STATED TASK:
Which lines in the records contain the word "reflection"? Select and copy each of them.

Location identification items
-- BEGIN --

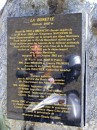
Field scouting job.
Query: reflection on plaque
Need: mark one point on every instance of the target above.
(44, 69)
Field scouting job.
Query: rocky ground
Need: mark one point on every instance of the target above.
(18, 8)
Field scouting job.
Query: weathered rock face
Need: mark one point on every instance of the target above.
(18, 8)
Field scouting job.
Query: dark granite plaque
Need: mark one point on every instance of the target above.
(44, 69)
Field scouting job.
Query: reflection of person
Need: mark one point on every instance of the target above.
(36, 50)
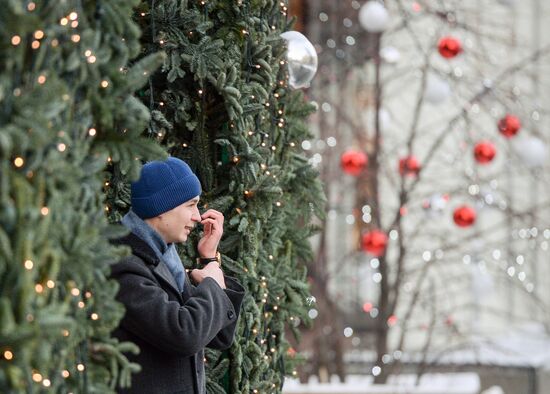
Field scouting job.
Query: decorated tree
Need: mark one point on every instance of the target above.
(427, 137)
(227, 100)
(66, 109)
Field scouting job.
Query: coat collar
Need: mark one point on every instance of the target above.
(141, 249)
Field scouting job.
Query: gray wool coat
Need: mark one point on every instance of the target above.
(171, 328)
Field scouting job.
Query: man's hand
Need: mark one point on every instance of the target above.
(212, 221)
(211, 270)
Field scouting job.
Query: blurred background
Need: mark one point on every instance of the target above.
(431, 138)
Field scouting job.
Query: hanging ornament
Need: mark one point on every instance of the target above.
(390, 55)
(509, 125)
(484, 152)
(374, 242)
(301, 58)
(437, 89)
(409, 166)
(532, 151)
(436, 204)
(449, 47)
(373, 17)
(353, 162)
(464, 216)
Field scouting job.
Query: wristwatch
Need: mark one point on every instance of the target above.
(206, 260)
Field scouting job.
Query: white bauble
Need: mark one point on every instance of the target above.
(532, 151)
(390, 54)
(373, 17)
(301, 58)
(482, 282)
(437, 89)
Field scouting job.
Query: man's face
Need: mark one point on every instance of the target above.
(176, 224)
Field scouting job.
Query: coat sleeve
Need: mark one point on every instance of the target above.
(164, 323)
(235, 292)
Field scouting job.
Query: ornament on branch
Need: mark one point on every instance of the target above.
(449, 47)
(373, 17)
(532, 151)
(484, 152)
(353, 162)
(301, 58)
(374, 242)
(509, 125)
(437, 90)
(409, 166)
(464, 216)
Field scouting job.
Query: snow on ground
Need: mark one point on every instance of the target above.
(449, 383)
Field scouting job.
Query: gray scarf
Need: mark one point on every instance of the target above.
(167, 253)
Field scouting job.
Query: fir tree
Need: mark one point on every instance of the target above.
(66, 108)
(221, 102)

-- END --

PROBLEM SOLUTION:
Query: reflection on plaque
Query: reflection of person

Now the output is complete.